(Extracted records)
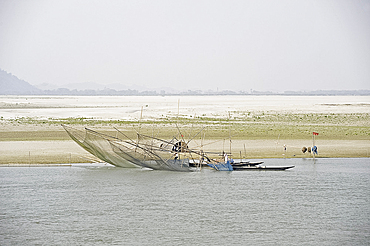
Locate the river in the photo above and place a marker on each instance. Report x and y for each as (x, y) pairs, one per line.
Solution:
(325, 202)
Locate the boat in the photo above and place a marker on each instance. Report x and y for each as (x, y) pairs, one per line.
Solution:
(261, 167)
(221, 166)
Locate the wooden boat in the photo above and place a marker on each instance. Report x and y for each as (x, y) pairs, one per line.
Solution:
(261, 167)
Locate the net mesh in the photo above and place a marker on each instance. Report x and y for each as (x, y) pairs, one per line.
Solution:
(145, 151)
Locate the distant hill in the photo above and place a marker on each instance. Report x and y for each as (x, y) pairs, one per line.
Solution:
(11, 85)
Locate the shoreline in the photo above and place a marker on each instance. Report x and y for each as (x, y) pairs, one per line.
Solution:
(53, 152)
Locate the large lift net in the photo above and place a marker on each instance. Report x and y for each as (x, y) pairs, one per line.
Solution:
(144, 151)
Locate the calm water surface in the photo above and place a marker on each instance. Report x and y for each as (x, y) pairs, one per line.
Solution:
(322, 203)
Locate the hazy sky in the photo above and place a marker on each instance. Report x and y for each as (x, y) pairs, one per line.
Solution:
(237, 45)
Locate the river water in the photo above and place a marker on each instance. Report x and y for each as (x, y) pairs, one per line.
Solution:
(321, 203)
(155, 107)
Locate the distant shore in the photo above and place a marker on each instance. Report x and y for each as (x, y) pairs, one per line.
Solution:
(46, 142)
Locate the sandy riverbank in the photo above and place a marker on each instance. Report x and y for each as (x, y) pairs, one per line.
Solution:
(259, 126)
(37, 144)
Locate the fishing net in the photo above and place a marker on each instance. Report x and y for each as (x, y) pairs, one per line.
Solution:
(145, 151)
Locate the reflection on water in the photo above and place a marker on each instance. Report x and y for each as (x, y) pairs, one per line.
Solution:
(322, 203)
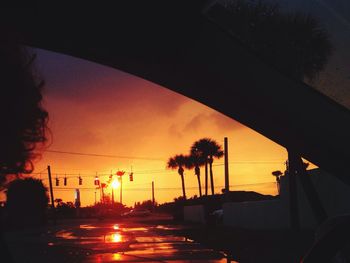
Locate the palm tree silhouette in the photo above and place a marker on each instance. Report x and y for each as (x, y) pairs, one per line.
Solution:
(178, 162)
(194, 160)
(208, 149)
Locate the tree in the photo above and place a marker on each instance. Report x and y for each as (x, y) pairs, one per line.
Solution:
(22, 115)
(195, 160)
(178, 162)
(295, 44)
(278, 175)
(208, 149)
(27, 201)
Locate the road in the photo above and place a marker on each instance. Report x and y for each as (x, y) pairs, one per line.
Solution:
(108, 241)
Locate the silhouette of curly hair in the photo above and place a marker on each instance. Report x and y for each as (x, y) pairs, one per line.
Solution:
(23, 119)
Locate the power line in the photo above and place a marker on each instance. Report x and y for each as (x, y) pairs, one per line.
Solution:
(105, 155)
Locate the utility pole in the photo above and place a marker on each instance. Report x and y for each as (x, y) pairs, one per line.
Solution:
(153, 194)
(121, 189)
(51, 193)
(51, 190)
(227, 181)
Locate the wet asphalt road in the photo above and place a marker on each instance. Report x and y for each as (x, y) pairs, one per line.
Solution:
(109, 241)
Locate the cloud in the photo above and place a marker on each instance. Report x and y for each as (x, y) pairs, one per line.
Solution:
(223, 122)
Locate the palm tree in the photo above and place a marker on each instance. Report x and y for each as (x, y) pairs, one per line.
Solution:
(195, 161)
(277, 174)
(177, 162)
(208, 149)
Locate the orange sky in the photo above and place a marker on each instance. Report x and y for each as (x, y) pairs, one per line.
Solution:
(96, 109)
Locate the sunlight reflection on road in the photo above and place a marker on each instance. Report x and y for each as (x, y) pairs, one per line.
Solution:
(134, 242)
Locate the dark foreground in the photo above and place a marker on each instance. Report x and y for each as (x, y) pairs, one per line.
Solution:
(128, 240)
(153, 239)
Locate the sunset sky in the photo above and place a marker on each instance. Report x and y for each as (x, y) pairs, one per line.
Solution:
(99, 110)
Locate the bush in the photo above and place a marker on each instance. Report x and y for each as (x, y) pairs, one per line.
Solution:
(27, 202)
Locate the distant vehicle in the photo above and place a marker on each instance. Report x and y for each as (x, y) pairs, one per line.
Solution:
(137, 212)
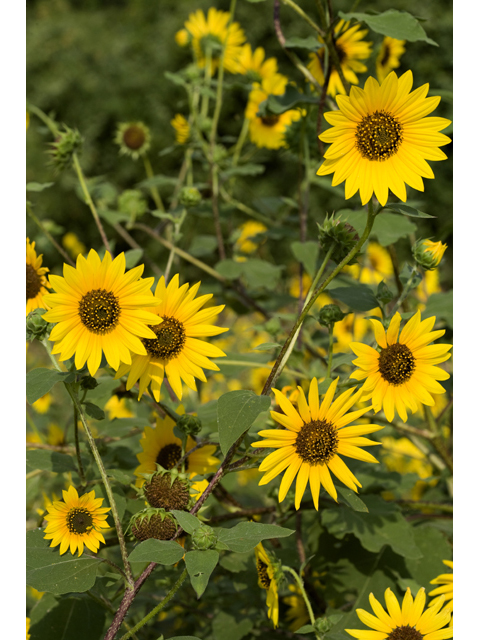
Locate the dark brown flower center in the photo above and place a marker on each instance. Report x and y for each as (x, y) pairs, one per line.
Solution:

**Work to complete:** Reproduce the records above with each "Solution" replaced by "Answer" and everything else unchanged. Leave out the pictures.

**Solution below:**
Locate the river in the photo above and place a marker on each instance. Report x and y for each as (x, y) pairs, one per line.
Answer:
(325, 202)
Locate the boat in the photo above and place a marker on each instance. Report x and y for each as (x, y) pairs, one per line.
Answer:
(261, 167)
(221, 166)
Locate the wooden boat in the photo above and place a marker on each instance. Report x and y for each as (x, y) pairs, one per line.
Answer:
(261, 167)
Locate the net mesh in the photo above and place a marker on each instance. Report x and y for each as (x, y) pairs, one per line.
Answer:
(145, 151)
Locate the distant hill in the photo above and place a marker on each instance. Report x and y for each as (x, y) pairs, one per line.
Answer:
(11, 85)
Locate the shoreline in the photo above and place a marker on each instance. Report x and y for each as (x, y) pairs, one per line.
Answer:
(53, 152)
Locate the large lift net in the photo above and place a marker on each instance. Report x and y for each as (x, y) pairs, one per line.
Answer:
(144, 151)
Locate the calm water surface in the photo above and place a marker on each instance. Report x and y for each as (x, y) pairs, one per line.
Answer:
(322, 203)
Locate the hazy sky in the photo above and place a marker on each instance. Report x and y for each as (x, y) pairs, one per line.
Answer:
(237, 45)
Locate the river water in the photo above and place a marker on each instance. Report x and y for each as (x, y) pairs, one per line.
Answer:
(321, 203)
(155, 107)
Locate the distant shore in the photo above and place a marker on each instance. Report x and y for each as (x, y) pairs, one per line.
Answer:
(46, 142)
Locate the sandy riverbank in the photo above and place a marker on each instance. Report x and y for each as (x, y) pairs, one per line.
Answer:
(259, 126)
(37, 144)
Locate the fishing net in the photo above and place a marker on each instance. Report x and y for each as (x, y) pairs, one per line.
Answer:
(145, 151)
Locate the reflection on water in the photo above and place a marker on each instance. Report x and y for each as (x, y) pairs, one per line.
Answer:
(322, 203)
Locate the palm tree silhouette in the photo above and place a marker on each instance. Report x and y for each as (x, y) pairs, one per line.
Answer:
(178, 162)
(194, 160)
(208, 149)
Locate the tree in the photo above and place a marker on each instance. Report x and y for each as (x, y) pairs, one per line.
Answer:
(22, 115)
(195, 160)
(178, 162)
(295, 44)
(278, 175)
(208, 149)
(27, 201)
Locate the road in the photo above and place a marker on each instance. Report x and y for each as (x, y) pairs, one per line.
Answer:
(108, 241)
Locate the silhouette of curly hair in the photo above and place a marker on each instance. Report x and y for each as (x, y) pairs, one per line.
Answer:
(23, 119)
Locate the power line in the photo above and place a marker on each instance. Report x and y for each as (x, y) pairs, one per line.
Answer:
(105, 155)
Locate the utility pole in the photo above and place a marker on each instance. Report x and y for each as (x, y) pairs, one per line.
Answer:
(153, 194)
(121, 189)
(51, 193)
(51, 190)
(227, 181)
Locate the wet asphalt road in the photo above and place a marker on each instance. Report x and y for each as (x, y) pairs, one per line.
Answer:
(109, 241)
Locate the cloud in the photo above and place a marker on each instance. Report x and y for each as (x, y) pairs, one per line.
Answer:
(223, 122)
Locate the palm tree in the photo above and place a marker on each instance. Report x and y for each as (x, y) pairs, one per line.
Answer:
(195, 161)
(277, 174)
(177, 162)
(208, 149)
Locate the orange sky in the photo above and place a marker on each instance. Report x and y for each as (x, y) pairs, one per line.
Answer:
(96, 109)
Locate the sunlight reflection on road in the photo above and place a marker on each instance. Report x and y for each as (x, y) pairs, one per line.
Answer:
(134, 242)
Locate the dark foreground in the photo above and place a marker on each instance. Report x and y for each as (x, y) pairs, one per line.
Answer:
(128, 240)
(153, 239)
Locate the sunset sky in the photo above and place a marker on each instance. Report x and y for each as (x, y) pairs, one per line.
Answer:
(99, 110)
Locate the bush in the photo above and place a marker on each instance. Report x and y for each as (x, y) pairs, one per line.
Answer:
(27, 202)
Locate the distant vehicle in the photo above and place a marker on each instance. Report x and y for each as (x, y) pairs, one per line.
Answer:
(137, 212)
Locate the dark brown flower center in the photo above and place a marker on each instance. Report x and y for each as (x, y) pairs, one per line.
Answer:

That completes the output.